>> START Text segment

The development of a 2-dimensional model is still at a relatively unrefined level, though once again it is useful for basic design studies.

The edgewise limits of the model are represented by insulated/symmetric boundary conditions and convective heat transfer boundaries are again employed for the internal and external surfaces. Any size or combination of elements and element insulation gaps can be modelled, although the ice layer thickness and surface boundary conditions remain constant for all element and gap sections. A recent refinement has been the inclusion of ice phase change modelling using the equivalent specific heat method. This program has now been validated against other numerical solutions for problems with 1-D symmetry.

>> END Text segment

● Set of tasks
1. Using the modeling excerpt, can you answer these?
(a) What represents the edgewise limits of the model?
(b) Which method is used for ice phase change modeling?
(c) Against what has the program been validated?
2. Could you update every entry in the data listing below so that "coords" becomes "bounding boxes", leaving everything else unchanged?

>> START Raw records

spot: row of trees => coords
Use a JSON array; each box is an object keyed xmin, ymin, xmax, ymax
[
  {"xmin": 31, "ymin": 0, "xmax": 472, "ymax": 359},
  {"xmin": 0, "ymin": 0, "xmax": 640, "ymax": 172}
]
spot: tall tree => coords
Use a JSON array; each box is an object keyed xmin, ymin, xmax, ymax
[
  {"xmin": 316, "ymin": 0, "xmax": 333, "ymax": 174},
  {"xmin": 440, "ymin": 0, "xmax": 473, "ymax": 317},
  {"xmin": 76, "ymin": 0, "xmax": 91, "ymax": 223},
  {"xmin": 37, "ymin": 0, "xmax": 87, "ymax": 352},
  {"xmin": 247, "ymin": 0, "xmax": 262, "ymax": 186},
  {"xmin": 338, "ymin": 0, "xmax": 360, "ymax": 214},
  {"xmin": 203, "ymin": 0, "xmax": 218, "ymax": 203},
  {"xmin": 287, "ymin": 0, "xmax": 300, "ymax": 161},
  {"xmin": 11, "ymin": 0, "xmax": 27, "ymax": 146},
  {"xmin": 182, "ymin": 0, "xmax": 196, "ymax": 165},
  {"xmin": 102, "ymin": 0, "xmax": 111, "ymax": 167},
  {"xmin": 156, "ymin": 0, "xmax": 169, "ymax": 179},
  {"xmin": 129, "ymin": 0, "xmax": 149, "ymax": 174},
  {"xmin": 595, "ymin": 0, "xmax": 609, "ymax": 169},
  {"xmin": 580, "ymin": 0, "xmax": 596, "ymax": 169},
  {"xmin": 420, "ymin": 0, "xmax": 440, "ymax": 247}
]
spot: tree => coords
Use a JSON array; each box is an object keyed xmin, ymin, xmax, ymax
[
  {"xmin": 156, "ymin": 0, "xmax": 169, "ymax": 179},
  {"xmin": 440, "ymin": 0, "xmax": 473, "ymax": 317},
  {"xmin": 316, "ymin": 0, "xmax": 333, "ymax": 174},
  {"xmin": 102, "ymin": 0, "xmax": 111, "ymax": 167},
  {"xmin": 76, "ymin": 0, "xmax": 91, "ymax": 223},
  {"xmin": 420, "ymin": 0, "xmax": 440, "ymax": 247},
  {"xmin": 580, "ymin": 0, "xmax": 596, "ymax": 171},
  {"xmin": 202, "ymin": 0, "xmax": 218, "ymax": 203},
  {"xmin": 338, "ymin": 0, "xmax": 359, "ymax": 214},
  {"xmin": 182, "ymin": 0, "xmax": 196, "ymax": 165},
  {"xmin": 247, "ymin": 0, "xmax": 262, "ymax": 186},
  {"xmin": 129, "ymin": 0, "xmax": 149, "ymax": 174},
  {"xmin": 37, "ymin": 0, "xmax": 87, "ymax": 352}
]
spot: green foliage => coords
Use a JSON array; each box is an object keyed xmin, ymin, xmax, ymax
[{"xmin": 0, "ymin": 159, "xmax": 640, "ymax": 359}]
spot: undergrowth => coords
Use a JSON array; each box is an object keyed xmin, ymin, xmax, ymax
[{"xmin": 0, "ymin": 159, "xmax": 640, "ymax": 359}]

>> END Raw records

● Task-by-task answers
1.
(a) Insulated/symmetric boundary conditions.
(b) The equivalent specific heat method.
(c) Other numerical solutions for problems with 1-D symmetry.

2.
spot: row of trees => bounding boxes
Use a JSON array; each box is an object keyed xmin, ymin, xmax, ymax
[
  {"xmin": 31, "ymin": 0, "xmax": 472, "ymax": 359},
  {"xmin": 0, "ymin": 0, "xmax": 640, "ymax": 172}
]
spot: tall tree => bounding boxes
Use a JSON array; each box is an object keyed xmin, ymin, xmax, ymax
[
  {"xmin": 316, "ymin": 0, "xmax": 333, "ymax": 174},
  {"xmin": 440, "ymin": 0, "xmax": 473, "ymax": 317},
  {"xmin": 76, "ymin": 0, "xmax": 91, "ymax": 223},
  {"xmin": 37, "ymin": 0, "xmax": 87, "ymax": 352},
  {"xmin": 247, "ymin": 0, "xmax": 262, "ymax": 186},
  {"xmin": 338, "ymin": 0, "xmax": 360, "ymax": 214},
  {"xmin": 203, "ymin": 0, "xmax": 218, "ymax": 203},
  {"xmin": 287, "ymin": 0, "xmax": 300, "ymax": 161},
  {"xmin": 11, "ymin": 0, "xmax": 27, "ymax": 146},
  {"xmin": 182, "ymin": 0, "xmax": 196, "ymax": 165},
  {"xmin": 102, "ymin": 0, "xmax": 111, "ymax": 167},
  {"xmin": 156, "ymin": 0, "xmax": 169, "ymax": 179},
  {"xmin": 129, "ymin": 0, "xmax": 149, "ymax": 174},
  {"xmin": 595, "ymin": 0, "xmax": 609, "ymax": 169},
  {"xmin": 580, "ymin": 0, "xmax": 596, "ymax": 169},
  {"xmin": 420, "ymin": 0, "xmax": 440, "ymax": 247}
]
spot: tree => bounding boxes
Use a JSON array; each box is an object keyed xmin, ymin, xmax, ymax
[
  {"xmin": 156, "ymin": 0, "xmax": 169, "ymax": 179},
  {"xmin": 440, "ymin": 0, "xmax": 473, "ymax": 317},
  {"xmin": 316, "ymin": 0, "xmax": 333, "ymax": 174},
  {"xmin": 102, "ymin": 0, "xmax": 111, "ymax": 167},
  {"xmin": 76, "ymin": 0, "xmax": 91, "ymax": 223},
  {"xmin": 420, "ymin": 0, "xmax": 440, "ymax": 247},
  {"xmin": 580, "ymin": 0, "xmax": 596, "ymax": 171},
  {"xmin": 202, "ymin": 0, "xmax": 218, "ymax": 203},
  {"xmin": 338, "ymin": 0, "xmax": 359, "ymax": 214},
  {"xmin": 182, "ymin": 0, "xmax": 196, "ymax": 165},
  {"xmin": 247, "ymin": 0, "xmax": 262, "ymax": 186},
  {"xmin": 129, "ymin": 0, "xmax": 149, "ymax": 174},
  {"xmin": 37, "ymin": 0, "xmax": 87, "ymax": 352}
]
spot: green foliage => bounding boxes
Use a JSON array; each box is an object keyed xmin, ymin, xmax, ymax
[{"xmin": 0, "ymin": 159, "xmax": 640, "ymax": 359}]
spot: undergrowth => bounding boxes
Use a JSON array; each box is an object keyed xmin, ymin, xmax, ymax
[{"xmin": 0, "ymin": 159, "xmax": 640, "ymax": 359}]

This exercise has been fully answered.